- **INSTRUCTION**:
Rewrite the data from its first line up to and including the line with "negative clicks: (633, 378) (657, 360)" as a numbered list, leaving out any blank lines.

══════

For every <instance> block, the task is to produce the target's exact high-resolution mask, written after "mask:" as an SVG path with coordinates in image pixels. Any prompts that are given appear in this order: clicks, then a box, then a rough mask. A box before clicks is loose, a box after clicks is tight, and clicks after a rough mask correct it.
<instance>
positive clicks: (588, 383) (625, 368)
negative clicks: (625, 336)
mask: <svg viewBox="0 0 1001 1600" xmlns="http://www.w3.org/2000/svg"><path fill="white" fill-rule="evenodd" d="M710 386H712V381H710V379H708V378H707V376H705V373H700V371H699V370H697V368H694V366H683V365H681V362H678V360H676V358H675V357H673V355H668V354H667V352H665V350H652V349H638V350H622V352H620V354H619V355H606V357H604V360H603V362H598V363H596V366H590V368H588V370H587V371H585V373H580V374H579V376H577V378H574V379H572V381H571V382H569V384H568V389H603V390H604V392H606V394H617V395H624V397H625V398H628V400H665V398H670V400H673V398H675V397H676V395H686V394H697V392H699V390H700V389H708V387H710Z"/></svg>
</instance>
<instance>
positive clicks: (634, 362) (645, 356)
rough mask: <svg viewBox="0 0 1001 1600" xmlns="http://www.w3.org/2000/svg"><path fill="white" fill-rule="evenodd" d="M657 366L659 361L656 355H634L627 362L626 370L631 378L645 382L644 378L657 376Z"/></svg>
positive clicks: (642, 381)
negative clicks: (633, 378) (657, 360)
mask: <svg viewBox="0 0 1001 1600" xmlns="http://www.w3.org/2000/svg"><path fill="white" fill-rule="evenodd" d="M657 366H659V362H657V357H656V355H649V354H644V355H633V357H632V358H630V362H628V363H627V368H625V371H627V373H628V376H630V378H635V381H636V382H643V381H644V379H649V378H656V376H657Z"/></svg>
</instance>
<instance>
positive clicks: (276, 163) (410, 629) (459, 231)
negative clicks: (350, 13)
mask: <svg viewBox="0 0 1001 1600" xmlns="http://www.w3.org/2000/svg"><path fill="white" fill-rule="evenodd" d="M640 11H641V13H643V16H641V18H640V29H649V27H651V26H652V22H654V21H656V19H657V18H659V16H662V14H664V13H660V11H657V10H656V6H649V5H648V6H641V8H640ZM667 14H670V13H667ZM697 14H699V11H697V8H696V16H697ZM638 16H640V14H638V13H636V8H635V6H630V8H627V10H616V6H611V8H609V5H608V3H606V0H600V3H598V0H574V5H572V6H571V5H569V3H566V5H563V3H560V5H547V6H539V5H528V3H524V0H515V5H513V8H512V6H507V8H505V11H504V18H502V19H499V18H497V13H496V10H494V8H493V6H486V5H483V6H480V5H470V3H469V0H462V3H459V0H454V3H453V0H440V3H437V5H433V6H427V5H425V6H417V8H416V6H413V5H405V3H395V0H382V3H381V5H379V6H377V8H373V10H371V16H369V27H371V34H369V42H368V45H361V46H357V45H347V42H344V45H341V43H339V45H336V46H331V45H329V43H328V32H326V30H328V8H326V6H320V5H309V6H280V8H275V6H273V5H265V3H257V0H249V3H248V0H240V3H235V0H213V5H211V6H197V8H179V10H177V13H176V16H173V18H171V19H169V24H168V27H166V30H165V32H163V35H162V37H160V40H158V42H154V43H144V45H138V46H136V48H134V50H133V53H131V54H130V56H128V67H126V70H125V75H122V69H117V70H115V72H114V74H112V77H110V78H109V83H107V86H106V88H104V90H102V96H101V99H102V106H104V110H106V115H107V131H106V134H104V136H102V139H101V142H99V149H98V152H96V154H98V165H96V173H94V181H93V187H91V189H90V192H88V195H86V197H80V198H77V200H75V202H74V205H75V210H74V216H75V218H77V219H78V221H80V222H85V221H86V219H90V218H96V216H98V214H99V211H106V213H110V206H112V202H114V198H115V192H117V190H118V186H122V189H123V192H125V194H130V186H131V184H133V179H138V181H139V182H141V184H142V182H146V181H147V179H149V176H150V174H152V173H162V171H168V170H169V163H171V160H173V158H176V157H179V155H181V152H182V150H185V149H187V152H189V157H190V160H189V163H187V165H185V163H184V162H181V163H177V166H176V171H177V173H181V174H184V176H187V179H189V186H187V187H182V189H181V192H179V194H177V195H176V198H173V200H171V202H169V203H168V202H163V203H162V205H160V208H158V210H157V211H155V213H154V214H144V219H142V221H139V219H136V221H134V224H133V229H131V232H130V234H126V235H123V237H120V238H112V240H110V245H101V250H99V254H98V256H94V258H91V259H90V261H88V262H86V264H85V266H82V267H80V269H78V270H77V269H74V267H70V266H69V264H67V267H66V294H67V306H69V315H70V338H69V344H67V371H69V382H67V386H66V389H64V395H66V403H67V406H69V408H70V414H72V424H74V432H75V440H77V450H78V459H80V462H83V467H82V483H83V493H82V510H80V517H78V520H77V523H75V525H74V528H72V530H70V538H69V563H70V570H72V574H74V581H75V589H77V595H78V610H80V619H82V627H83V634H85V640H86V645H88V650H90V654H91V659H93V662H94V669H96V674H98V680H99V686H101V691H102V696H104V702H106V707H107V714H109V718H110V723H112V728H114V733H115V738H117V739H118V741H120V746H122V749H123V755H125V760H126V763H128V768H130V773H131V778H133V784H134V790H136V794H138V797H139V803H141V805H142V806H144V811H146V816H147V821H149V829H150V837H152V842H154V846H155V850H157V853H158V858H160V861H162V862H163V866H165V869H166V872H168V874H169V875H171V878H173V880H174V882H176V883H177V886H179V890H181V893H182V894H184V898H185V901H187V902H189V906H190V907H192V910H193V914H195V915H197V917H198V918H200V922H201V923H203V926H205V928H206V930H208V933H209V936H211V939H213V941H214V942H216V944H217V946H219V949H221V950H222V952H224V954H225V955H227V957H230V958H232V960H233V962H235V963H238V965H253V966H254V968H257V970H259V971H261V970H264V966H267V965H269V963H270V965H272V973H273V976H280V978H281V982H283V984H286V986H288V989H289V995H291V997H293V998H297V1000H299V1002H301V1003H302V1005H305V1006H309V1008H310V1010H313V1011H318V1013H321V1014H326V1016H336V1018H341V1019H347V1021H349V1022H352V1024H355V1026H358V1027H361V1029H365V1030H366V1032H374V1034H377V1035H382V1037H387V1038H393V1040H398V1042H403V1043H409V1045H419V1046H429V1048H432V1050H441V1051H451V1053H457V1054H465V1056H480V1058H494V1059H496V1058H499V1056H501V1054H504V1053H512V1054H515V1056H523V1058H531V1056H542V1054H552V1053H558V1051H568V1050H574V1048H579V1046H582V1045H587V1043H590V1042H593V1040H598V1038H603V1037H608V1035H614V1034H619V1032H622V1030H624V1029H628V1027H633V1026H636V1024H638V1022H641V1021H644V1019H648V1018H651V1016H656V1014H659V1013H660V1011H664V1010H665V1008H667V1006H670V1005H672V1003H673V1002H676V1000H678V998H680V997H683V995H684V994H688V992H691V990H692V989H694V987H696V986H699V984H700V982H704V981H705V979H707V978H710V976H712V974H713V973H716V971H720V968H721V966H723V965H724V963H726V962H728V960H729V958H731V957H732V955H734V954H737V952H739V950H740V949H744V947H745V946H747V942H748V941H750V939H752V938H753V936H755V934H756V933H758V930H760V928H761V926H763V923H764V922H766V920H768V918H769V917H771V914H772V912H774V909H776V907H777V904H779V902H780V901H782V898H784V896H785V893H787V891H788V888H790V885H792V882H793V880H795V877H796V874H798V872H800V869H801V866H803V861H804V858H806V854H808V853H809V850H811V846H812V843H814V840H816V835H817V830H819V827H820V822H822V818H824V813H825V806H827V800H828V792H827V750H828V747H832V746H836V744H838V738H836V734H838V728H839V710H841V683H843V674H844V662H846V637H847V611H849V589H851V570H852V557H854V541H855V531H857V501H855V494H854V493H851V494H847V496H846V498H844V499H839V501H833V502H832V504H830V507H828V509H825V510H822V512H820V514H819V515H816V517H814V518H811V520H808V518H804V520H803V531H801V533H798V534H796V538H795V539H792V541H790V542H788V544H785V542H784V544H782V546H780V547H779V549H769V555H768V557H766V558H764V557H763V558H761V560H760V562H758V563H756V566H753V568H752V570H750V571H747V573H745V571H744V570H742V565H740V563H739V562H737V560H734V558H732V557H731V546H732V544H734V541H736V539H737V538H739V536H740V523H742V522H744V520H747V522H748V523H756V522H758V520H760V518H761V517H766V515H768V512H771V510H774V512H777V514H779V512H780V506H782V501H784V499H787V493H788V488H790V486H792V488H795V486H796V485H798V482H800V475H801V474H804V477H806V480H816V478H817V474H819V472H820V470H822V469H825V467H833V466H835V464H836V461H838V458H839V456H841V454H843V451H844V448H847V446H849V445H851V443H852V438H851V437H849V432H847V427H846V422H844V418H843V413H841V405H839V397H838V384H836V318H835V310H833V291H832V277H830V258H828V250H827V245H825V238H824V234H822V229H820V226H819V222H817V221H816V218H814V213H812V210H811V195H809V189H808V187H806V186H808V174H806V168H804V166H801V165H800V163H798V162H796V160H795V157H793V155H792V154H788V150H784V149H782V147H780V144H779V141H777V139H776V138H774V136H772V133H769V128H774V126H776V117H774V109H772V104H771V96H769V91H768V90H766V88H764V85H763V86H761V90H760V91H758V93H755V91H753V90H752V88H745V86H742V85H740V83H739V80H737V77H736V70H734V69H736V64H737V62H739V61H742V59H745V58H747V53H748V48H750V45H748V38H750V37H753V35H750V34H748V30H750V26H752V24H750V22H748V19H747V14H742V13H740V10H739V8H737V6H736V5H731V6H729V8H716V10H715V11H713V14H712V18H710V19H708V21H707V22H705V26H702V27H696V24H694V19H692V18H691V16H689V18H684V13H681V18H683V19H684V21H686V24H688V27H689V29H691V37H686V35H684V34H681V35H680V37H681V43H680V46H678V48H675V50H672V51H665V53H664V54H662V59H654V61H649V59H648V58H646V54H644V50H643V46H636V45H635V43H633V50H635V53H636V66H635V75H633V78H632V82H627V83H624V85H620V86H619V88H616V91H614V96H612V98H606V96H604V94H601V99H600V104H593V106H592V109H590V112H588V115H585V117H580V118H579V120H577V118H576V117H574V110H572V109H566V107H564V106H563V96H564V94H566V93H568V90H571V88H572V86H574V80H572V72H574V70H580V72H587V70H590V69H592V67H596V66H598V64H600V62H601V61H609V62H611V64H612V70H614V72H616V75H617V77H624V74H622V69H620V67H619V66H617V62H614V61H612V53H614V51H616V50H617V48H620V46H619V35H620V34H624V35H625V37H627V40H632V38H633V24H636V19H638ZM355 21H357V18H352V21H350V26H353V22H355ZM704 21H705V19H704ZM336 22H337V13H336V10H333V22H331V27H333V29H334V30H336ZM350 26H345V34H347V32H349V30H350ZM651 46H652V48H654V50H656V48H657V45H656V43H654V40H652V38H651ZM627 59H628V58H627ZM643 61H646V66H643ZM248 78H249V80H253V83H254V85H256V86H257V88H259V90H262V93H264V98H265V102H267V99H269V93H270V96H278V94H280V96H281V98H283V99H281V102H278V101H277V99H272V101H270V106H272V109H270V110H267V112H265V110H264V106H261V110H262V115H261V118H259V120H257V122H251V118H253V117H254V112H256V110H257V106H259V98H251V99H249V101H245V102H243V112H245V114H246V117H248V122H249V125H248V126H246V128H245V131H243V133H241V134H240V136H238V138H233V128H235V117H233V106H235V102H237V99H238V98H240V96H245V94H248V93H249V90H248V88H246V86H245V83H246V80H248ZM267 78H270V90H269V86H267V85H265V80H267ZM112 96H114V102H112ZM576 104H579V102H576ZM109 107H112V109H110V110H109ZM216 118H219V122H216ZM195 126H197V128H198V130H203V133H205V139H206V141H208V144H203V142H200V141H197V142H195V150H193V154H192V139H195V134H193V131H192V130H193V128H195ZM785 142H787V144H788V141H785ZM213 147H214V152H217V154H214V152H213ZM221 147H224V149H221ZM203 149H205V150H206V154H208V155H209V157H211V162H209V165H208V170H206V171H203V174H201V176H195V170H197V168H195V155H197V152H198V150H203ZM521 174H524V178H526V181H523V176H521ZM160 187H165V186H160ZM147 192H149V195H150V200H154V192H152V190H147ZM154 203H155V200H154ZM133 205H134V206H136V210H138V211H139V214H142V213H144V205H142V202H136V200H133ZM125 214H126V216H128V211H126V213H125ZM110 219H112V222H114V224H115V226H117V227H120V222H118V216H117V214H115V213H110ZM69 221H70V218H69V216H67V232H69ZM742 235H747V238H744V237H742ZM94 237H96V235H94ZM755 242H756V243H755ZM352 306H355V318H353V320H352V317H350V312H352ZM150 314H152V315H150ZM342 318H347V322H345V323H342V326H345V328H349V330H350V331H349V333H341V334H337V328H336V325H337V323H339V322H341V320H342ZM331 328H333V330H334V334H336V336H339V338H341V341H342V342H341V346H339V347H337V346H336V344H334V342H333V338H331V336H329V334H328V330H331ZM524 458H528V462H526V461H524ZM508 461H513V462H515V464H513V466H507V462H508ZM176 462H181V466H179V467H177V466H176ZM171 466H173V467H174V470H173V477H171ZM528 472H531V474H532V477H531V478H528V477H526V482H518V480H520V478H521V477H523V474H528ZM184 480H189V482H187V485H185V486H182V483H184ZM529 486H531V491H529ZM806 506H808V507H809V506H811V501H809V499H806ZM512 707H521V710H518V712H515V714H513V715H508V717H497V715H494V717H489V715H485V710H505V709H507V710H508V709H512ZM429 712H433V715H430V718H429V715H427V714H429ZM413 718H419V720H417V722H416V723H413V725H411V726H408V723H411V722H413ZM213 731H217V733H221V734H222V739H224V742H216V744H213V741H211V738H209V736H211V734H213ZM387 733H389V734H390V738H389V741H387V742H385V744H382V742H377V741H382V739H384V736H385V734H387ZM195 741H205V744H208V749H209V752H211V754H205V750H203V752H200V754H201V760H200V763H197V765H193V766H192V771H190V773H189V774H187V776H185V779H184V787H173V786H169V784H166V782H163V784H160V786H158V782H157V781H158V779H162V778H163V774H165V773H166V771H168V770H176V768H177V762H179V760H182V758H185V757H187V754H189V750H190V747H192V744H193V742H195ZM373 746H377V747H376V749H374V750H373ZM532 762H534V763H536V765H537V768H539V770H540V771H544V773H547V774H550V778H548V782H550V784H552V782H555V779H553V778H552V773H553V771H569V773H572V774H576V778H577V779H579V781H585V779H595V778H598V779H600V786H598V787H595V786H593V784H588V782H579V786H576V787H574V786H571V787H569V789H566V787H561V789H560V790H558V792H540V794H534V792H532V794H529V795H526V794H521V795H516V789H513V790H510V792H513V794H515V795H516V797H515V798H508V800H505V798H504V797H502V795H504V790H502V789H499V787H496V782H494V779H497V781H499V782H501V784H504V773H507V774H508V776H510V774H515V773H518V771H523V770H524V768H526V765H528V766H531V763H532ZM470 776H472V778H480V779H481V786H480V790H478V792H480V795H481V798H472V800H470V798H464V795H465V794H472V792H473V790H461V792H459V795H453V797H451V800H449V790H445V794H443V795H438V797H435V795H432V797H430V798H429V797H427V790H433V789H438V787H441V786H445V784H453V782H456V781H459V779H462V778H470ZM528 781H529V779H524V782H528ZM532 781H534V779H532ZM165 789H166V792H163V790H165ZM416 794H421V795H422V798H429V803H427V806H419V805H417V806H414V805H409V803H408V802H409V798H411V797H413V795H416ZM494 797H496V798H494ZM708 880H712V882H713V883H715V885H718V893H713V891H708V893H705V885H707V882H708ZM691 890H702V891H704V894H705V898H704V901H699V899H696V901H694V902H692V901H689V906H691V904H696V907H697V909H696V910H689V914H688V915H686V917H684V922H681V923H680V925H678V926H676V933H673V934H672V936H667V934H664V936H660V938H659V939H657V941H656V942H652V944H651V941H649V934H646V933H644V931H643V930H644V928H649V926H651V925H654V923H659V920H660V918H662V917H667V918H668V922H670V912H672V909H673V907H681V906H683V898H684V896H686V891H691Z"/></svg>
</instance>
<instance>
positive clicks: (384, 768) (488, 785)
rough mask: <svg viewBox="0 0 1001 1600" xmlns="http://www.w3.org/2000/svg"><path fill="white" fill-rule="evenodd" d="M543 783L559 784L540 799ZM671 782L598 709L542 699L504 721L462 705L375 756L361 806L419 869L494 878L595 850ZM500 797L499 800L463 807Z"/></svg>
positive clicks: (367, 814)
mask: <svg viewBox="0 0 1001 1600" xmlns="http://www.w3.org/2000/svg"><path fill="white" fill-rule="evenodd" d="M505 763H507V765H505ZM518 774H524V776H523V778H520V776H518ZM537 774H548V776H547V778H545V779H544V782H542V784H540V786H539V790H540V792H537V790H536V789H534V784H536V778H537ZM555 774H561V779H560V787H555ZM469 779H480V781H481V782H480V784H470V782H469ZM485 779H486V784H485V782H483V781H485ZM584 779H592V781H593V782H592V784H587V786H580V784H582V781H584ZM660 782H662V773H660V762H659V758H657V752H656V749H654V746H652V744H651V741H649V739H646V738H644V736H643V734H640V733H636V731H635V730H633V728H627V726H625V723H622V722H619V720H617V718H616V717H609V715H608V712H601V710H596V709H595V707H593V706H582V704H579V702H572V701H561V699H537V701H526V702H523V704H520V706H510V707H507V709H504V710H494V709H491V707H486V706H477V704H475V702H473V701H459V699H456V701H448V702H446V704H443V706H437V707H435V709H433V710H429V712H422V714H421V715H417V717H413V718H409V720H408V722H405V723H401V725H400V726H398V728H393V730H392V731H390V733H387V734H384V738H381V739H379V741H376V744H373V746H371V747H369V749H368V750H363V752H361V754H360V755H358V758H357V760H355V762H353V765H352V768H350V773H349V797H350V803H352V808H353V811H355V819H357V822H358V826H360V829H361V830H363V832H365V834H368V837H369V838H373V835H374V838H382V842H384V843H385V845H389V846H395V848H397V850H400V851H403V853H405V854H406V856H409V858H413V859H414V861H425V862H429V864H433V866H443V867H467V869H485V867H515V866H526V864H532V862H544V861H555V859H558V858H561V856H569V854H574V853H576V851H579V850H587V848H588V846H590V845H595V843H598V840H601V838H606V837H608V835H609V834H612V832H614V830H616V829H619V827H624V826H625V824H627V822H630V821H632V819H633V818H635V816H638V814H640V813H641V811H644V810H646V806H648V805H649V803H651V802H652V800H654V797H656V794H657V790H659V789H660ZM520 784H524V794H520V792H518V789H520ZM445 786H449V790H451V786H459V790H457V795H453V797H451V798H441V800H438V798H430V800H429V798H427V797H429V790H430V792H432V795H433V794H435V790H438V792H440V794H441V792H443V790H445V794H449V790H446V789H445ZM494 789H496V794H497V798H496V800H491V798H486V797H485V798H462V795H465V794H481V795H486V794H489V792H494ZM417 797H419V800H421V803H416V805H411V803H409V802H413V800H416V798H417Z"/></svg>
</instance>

══════

- **EXERCISE RESPONSE**:
1. For every <instance> block, the task is to produce the target's exact high-resolution mask, written after "mask:" as an SVG path with coordinates in image pixels. Any prompts that are given appear in this order: clicks, then a box, then a rough mask. A box before clicks is loose, a box after clicks is tight, and clicks after a rough mask correct it.
2. <instance>
3. positive clicks: (588, 383) (625, 368)
4. negative clicks: (625, 336)
5. mask: <svg viewBox="0 0 1001 1600" xmlns="http://www.w3.org/2000/svg"><path fill="white" fill-rule="evenodd" d="M710 386H712V381H710V379H708V378H707V376H705V373H700V371H699V370H697V368H694V366H683V365H681V362H678V360H676V358H675V357H673V355H668V354H667V352H665V350H652V349H638V350H622V352H620V354H619V355H606V357H604V360H603V362H598V363H596V366H590V368H588V370H587V371H585V373H580V374H579V376H577V378H574V379H572V381H571V382H569V384H568V389H603V390H604V392H606V394H617V395H624V397H625V398H628V400H665V398H670V400H673V398H675V397H676V395H686V394H697V392H699V390H700V389H708V387H710Z"/></svg>
6. </instance>
7. <instance>
8. positive clicks: (634, 362) (645, 356)
9. rough mask: <svg viewBox="0 0 1001 1600" xmlns="http://www.w3.org/2000/svg"><path fill="white" fill-rule="evenodd" d="M657 366L659 361L656 355H634L627 362L626 370L631 378L645 382L644 378L657 376Z"/></svg>
10. positive clicks: (642, 381)
11. negative clicks: (633, 378) (657, 360)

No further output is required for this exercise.